Task instructions
List each line of the listing below that contains the word "grass".

Working data
▶
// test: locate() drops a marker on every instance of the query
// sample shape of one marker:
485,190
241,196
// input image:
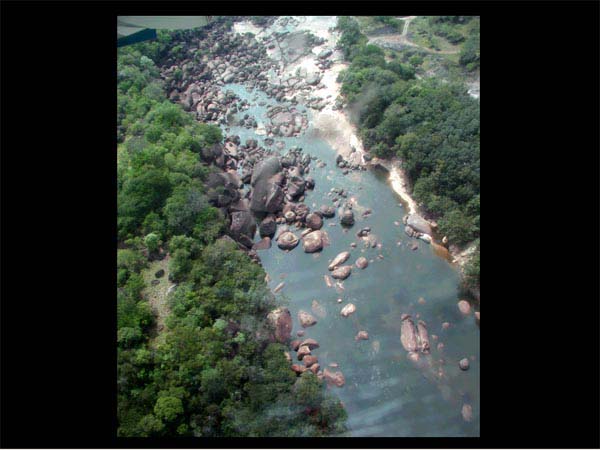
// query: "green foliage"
213,372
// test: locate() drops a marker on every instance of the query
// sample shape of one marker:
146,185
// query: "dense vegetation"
214,372
431,125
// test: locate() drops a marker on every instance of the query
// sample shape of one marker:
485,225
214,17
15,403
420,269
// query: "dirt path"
157,294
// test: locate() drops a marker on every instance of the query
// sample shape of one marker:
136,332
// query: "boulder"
419,224
310,343
302,352
263,244
306,319
467,412
281,320
348,309
309,360
334,378
341,273
347,217
287,241
313,241
327,211
423,337
339,259
268,226
362,262
299,369
408,334
314,221
464,307
362,335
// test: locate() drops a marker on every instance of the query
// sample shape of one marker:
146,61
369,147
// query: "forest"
212,370
433,126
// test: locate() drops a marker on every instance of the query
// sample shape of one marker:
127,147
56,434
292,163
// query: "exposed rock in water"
302,352
464,307
309,360
310,343
423,337
279,287
339,259
314,221
362,262
347,217
341,273
287,241
263,244
467,412
327,211
408,334
362,335
348,309
281,320
419,224
313,241
306,319
319,310
335,378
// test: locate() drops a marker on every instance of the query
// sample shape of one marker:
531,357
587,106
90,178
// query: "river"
385,393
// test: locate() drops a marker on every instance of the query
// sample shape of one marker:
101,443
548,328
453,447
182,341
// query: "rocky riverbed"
294,183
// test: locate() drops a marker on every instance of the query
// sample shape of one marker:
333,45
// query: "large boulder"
339,259
306,319
243,227
267,195
313,241
281,320
287,241
408,334
341,273
419,224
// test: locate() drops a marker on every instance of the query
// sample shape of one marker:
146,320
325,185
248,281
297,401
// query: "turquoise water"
385,393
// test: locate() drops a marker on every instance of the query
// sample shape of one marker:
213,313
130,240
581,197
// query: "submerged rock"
408,334
339,259
348,310
341,273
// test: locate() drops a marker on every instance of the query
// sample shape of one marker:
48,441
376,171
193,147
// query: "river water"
385,393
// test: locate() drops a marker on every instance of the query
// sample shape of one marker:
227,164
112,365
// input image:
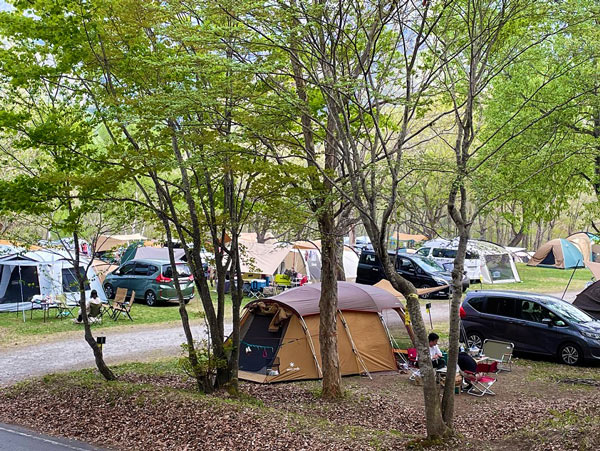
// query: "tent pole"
409,330
311,345
571,278
359,359
21,288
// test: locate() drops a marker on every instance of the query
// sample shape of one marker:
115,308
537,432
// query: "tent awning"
304,300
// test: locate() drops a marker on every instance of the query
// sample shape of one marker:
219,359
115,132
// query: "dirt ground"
533,409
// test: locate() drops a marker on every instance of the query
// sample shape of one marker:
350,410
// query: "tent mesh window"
70,283
258,346
23,284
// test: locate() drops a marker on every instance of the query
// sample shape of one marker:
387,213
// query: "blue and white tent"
558,253
24,275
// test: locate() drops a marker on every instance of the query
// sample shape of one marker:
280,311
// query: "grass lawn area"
543,280
13,330
538,406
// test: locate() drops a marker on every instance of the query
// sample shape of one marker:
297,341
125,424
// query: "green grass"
13,330
543,280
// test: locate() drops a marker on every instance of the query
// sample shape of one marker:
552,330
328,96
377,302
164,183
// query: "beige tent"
280,335
589,249
263,258
108,242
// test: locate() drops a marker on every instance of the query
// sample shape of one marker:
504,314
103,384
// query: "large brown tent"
280,335
589,300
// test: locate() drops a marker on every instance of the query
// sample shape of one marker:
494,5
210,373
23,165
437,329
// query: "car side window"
127,269
141,269
369,259
424,251
449,253
437,253
405,265
556,320
478,304
497,305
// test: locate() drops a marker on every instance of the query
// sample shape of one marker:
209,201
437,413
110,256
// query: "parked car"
445,257
534,323
152,281
421,272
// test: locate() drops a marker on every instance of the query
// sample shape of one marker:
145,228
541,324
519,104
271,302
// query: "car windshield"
182,270
428,264
568,312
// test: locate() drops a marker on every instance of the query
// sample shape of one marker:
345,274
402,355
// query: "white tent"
311,253
485,260
45,273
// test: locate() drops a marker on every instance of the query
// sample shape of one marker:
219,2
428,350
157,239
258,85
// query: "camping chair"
282,281
96,312
120,298
499,352
63,309
124,307
480,383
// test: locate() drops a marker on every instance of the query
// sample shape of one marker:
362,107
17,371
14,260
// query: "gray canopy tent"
44,273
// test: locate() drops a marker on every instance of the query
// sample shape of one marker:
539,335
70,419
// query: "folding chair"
499,352
124,307
63,309
120,297
95,315
480,383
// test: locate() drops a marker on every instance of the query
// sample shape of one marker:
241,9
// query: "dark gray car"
534,323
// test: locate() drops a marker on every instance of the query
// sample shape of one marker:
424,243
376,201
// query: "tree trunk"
340,272
454,333
89,338
433,414
332,379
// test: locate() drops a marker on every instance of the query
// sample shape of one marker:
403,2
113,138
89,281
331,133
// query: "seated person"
94,299
434,351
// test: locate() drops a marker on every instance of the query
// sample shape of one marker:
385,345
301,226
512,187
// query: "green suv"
152,281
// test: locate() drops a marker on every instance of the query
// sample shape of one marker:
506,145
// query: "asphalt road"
15,438
137,344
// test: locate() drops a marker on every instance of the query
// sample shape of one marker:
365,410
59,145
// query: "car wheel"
475,339
150,299
109,291
425,296
570,354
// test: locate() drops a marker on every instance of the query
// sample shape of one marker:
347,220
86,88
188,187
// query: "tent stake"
571,278
312,346
356,353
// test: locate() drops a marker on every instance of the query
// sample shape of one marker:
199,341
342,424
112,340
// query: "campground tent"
589,300
135,251
45,273
587,245
558,253
280,335
311,253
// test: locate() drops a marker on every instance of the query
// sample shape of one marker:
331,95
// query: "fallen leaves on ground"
145,411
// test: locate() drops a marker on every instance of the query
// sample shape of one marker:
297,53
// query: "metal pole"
22,300
571,278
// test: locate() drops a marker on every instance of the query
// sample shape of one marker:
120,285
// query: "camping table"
46,306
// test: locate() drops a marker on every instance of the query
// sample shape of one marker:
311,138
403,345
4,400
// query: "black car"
534,323
422,272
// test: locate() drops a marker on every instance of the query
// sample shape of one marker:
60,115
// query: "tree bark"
332,379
◀
Exercise result
// query: "grass lawn area"
// query: "green grass"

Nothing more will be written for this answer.